Task to carry out » In the passage about medicine and mercy in Iraq, where was the taxi driver's daughter when Jessica arrived at his home?

Reading passage »
Mixing Medicine and Mercy in the Streets of Iraq

When my church commissioned me nearly ten years ago to move to the Middle East, a vision for the common good of the cities to which we were sent was not part of our lives. Instead, we focused narrowly on one thing: converting Muslims through force of argument to Christianity. In fact, we fortified ourselves by calling it "the Main Thing," effectively marginalizing anyone else who didn't "keep the Main Thing the main thing" because of their business or humanitarian pursuits.
All this changed when my wife, Jessica, and I moved to Iraq in the middle of the war and began meeting Iraqis in physical need and desperation beyond anything we had ever encountered.
One day, Jessica stood waiting for a ride when up pulled the oldest, most rundown taxi in the city. But it was inside this clunker of a car with the bottom falling out that our lives changed forever.
"You are American. Can you help my little girl?"
The taxi driver went on to describe a scene that would become commonplace for us in the coming days and years. An extremely sick child lies at home without medical options in Iraq, after decades of tyranny and war have devastated the nation's infrastructure. There are no hospitals that can treat her. Doctors are being assassinated, and many more are fleeing, as the country descends further into sectarian and ethnic conflict. Though the flavor is different from 2006-7, the tension is still very real, and things are always on the brink of another major civil war, it seems.
My wife, being the big-hearted, never-say-no woman she is, agreed to help this father. When she arrived in his home in the slums of our city, she found his daughter, Seema, lying on the floor, where she had been her entire life. No bed. No help. No hope.
My religious tradition did not prepare me for violence, war, Iraq, or Seema. While most in my tradition would agree with any assertion that God cares for "both the spiritual and the physical," reality belied an ungodly divide between body and spirit. With this bifurcation, we normally prioritized the things we called spiritual. My religious impulse was to sidestep Seema's physical condition in an effort to convert her family to Christianity and "keep the Main Thing the main thing."

Information provided »
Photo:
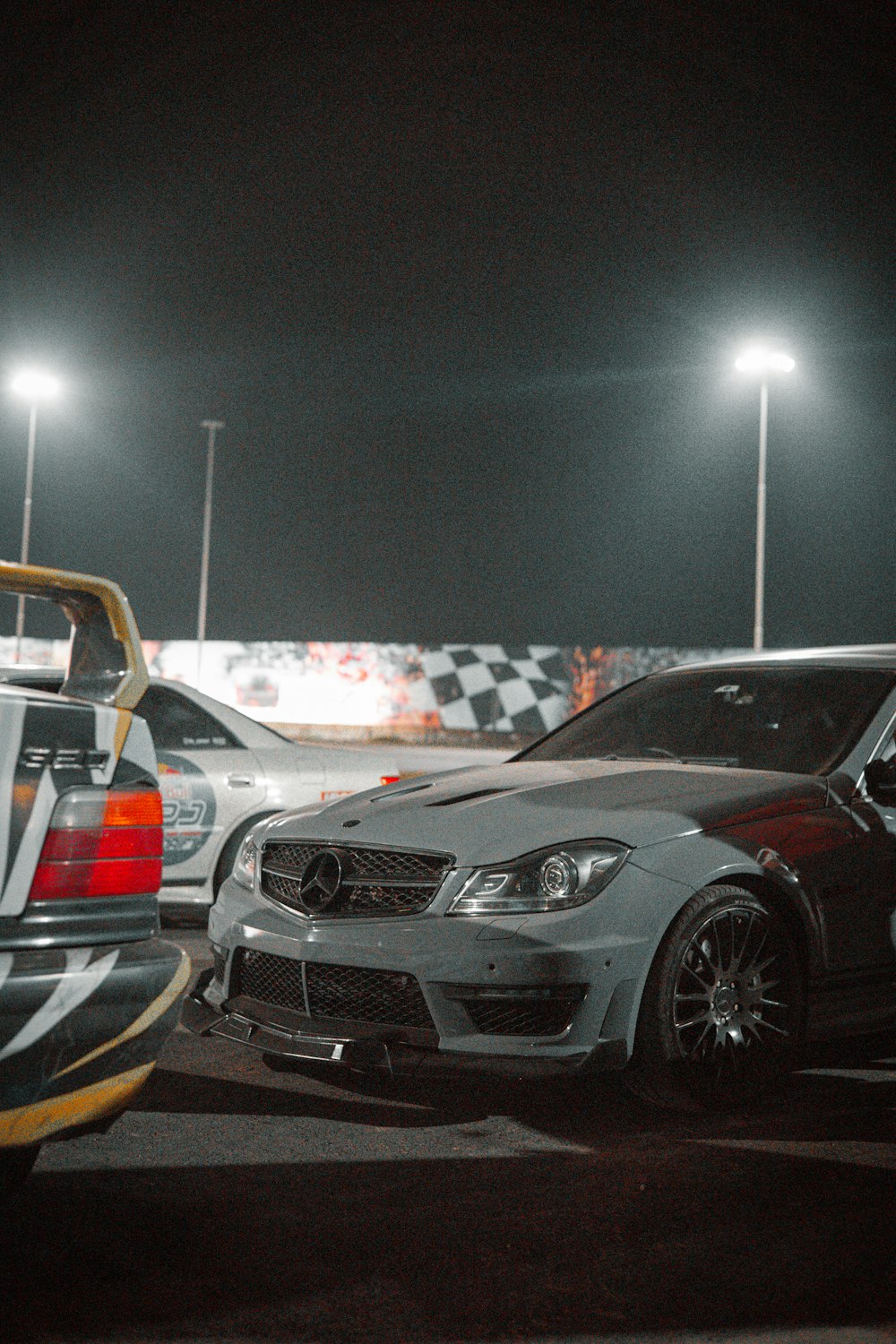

Answer » She was lying on the floor, where she had been her entire life.